• **Text excerpt**:
+ + + +

= Jens Oddershede =

Danish chemistry professor and academic (born 1945)

Jens Nørgaard Oddershede (born 19 August 1945) graduated in Chemistry and Physics from Aarhus University (Denmark) in 1970. In 1978 he was awarded a doctorate in quantum chemistry and in 1988 he became professor. In 2001, Jens Oddershede became the 6th Rector of University of Southern Denmark. Prior to that, he was dean of science and Engineering and professor of chemistry at the University of Southern Denmark for ten years. In the period 2002–2014, Oddershede was vice-chairman and, since 2005, chairman of Universities Denmark, which is the organisation of the Danish universities to enhance their cooperation, visibility and impact. Since 2014 he has been Chairman of The Danish Council for Research and Innovation Policy.

He has for many years acted as member and chairman of several boards on university politics, and in research councils, research parks and venture companies. His experience stems from his professional career as dean of Science and Engineering, as rector of University of Southern Denmark, and as chairman of several committees and boards related to the higher education sector. He is a recipient of the Latvian order, the Cross of Recognition.

+ + + +

• **Task description**: Carry the biography of Jens Oddershede forward from its last sentence, adding a few more sentences in the same style.

+ + + +

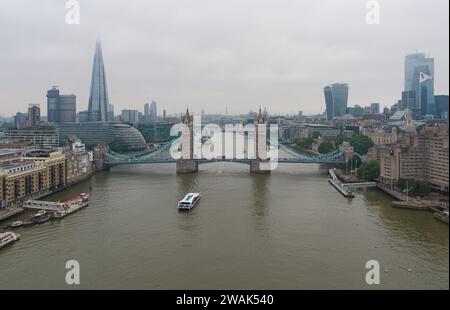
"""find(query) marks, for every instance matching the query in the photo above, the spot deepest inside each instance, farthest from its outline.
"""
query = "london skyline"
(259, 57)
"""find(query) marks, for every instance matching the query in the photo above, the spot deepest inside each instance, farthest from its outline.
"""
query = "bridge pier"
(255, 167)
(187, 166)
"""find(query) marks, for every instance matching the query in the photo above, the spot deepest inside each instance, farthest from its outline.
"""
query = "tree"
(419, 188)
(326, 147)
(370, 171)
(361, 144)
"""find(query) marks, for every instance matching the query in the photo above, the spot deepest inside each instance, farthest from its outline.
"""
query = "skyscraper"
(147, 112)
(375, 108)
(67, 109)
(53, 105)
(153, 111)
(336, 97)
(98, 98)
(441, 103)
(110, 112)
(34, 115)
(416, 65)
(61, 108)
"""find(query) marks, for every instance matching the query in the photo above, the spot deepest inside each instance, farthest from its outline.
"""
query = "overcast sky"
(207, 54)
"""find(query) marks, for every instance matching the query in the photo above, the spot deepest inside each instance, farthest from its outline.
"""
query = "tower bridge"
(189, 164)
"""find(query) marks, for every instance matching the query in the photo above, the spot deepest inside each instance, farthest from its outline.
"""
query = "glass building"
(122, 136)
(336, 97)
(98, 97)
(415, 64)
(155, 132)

+ + + +

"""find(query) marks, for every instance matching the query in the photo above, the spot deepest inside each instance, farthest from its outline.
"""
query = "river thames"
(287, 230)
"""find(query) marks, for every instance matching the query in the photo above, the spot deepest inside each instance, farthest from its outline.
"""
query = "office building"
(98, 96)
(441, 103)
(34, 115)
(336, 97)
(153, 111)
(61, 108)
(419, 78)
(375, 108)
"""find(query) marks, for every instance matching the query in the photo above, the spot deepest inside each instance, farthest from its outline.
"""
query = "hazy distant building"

+ + + +

• **Exercise answer**:
Since 1971, Oddershede has published 188 papers in internationally reviewed publication channels. In his entire professional career, he has been publishing articles—also during the years he was actively involved in the management of the University of Southern Denmark. Thus, since 2010 he has published 11 articles. His research focuses on the application of electron structure theory for the calculation of properties of atoms and molecules. He has supervised four PhD studies and four postdoctoral studies. He has extensive experience in undergraduate and graduate teaching from his time as associate professor in chemistry—and since 1988 as professor. Furthermore, he has been a member and chairman of several national and international scientific bodies. Finally, he has been the leading figure in a number of prestigious projects such as The Lindoe Center for Applied Mathematics, The Maersk Mc-Kinney Moller Institute for Production Technology and Centre for Clinical Proteomics.